■ **What to produce**
Copy every one of the records below word for word, changing nothing.

■ **Material**
********************

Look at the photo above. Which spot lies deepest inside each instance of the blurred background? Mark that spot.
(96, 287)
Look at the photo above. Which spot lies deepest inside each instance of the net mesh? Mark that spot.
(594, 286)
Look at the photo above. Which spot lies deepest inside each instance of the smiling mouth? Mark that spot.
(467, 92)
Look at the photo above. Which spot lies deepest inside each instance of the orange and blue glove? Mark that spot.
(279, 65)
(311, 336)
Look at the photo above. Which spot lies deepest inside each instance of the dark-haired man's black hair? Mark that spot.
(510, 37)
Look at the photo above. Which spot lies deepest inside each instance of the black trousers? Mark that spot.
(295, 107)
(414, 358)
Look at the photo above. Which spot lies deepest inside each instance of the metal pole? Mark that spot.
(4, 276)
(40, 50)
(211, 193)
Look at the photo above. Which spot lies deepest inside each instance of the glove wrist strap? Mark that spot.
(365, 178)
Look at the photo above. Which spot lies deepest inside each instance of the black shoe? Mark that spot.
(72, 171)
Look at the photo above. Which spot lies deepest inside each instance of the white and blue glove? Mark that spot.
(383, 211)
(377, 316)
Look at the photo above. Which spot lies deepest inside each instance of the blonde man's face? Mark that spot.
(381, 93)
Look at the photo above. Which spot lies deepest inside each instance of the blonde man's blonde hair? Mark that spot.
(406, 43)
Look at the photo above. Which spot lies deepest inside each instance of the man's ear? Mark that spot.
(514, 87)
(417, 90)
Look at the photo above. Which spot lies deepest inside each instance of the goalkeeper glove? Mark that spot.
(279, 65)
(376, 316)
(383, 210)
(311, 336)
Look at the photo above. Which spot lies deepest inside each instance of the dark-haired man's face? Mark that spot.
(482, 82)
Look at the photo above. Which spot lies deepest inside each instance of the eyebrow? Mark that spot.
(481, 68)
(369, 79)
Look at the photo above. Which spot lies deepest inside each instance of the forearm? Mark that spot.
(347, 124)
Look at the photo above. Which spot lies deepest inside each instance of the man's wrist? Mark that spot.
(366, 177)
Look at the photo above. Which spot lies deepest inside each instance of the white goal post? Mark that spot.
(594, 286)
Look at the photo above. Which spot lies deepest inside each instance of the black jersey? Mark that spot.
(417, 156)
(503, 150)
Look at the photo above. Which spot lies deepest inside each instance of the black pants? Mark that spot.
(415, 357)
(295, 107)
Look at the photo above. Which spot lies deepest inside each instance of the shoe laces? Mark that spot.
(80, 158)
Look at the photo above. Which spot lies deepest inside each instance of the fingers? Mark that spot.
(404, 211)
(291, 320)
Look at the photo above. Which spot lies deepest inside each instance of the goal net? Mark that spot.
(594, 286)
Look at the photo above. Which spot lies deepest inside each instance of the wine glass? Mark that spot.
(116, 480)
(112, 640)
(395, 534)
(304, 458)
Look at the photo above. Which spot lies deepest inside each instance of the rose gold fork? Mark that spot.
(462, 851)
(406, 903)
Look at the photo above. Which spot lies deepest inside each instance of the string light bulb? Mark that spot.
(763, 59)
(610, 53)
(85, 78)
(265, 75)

********************

■ **The reply**
Look at the photo above. Which spot lies deepest inside each instance of the blurred background? Mark that spot.
(96, 287)
Look at the photo above. Which spot lies deepest inside each instance of the net mesh? Mark that spot.
(594, 286)
Look at the photo above. Which spot lies deepest inside each instance of the smiling mouth? Mark that spot.
(467, 92)
Look at the photo above. Which spot lies deepest inside each instance of the orange and blue glove? Mark that spot.
(279, 65)
(311, 336)
Look at the photo above. Which spot lies deepest inside each instance of the dark-haired man's black hair? Mark that spot.
(510, 37)
Look at the photo above. Which spot lies deepest inside each instance of the black trousers? Mark that spot.
(295, 107)
(414, 358)
Look at the photo above. Which spot lies deepest inside each instance of the metal pole? Mark that spot.
(4, 276)
(40, 50)
(211, 193)
Look at the photo above. Which spot lies deepest inside each instance of the glove wrist strap? Mark that spot.
(365, 178)
Look at the photo above. Which spot lies deepest inside each instance of the black shoe? Mark that spot.
(72, 171)
Look at the photo above. Which spot lies deepest inside each instance of the white and blue glove? Mark that spot.
(383, 211)
(377, 316)
Look at the photo above. Which spot lies deepest inside each instance of the blonde man's face? Mark that spot.
(381, 93)
Look at the photo above. Which spot lies deepest inside each instance of the blonde man's blonde hair? Mark that spot.
(406, 43)
Look at the photo above. Which spot lies deepest inside each instance of the man's ear? Mark that spot.
(514, 87)
(417, 90)
Look at the photo above. Which spot lies deepest inside each instance of the goalkeeper glove? Mark that spot.
(279, 65)
(376, 316)
(383, 210)
(311, 336)
Look at the photo above. Which spot lies deepest inside each instance of the dark-haired man's face? Mark that spot.
(482, 82)
Look at the photo above. Which spot lies deepest inside each instance of the eyebrow? Mark that spot.
(481, 68)
(369, 79)
Look at the photo above. Which spot lies deepest inside each instance of the forearm? Mark that spot.
(347, 124)
Look at the photo above. Which spot lies deepest inside each instance of the man's wrist? Mark that spot.
(366, 177)
Look at the photo above. Which spot lies deepest inside each instance of the white goal post? Mark that spot.
(594, 286)
Look at the photo above. Which spot lies deepest inside each instance of the black jersey? Mark that spot.
(417, 156)
(503, 150)
Look at the photo above. Which spot lies deepest inside each instance of the black pants? Mark that spot.
(415, 357)
(295, 107)
Look at the photo above. Which spot lies deepest inside each instance of the shoe laces? Mark that spot.
(80, 158)
Look at the photo above. Which spot lies deepest inside each instance of the fingers? Mark that spot.
(404, 211)
(291, 320)
Look at the photo above. Which spot lies deepest inside each instance of the goal net? Mark that spot.
(594, 286)
Look at the photo above. Which spot lies deepest inside each instance of the wine glass? Mark that spot.
(116, 480)
(112, 640)
(395, 534)
(304, 458)
Look at the photo above. Which spot lies deepest inside each instance of the rose gold fork? Mark that spot.
(462, 851)
(406, 903)
Look at the photo above. Which spot lies deepest inside each instance of the string light bulb? Mark that spot.
(763, 59)
(610, 53)
(85, 78)
(265, 75)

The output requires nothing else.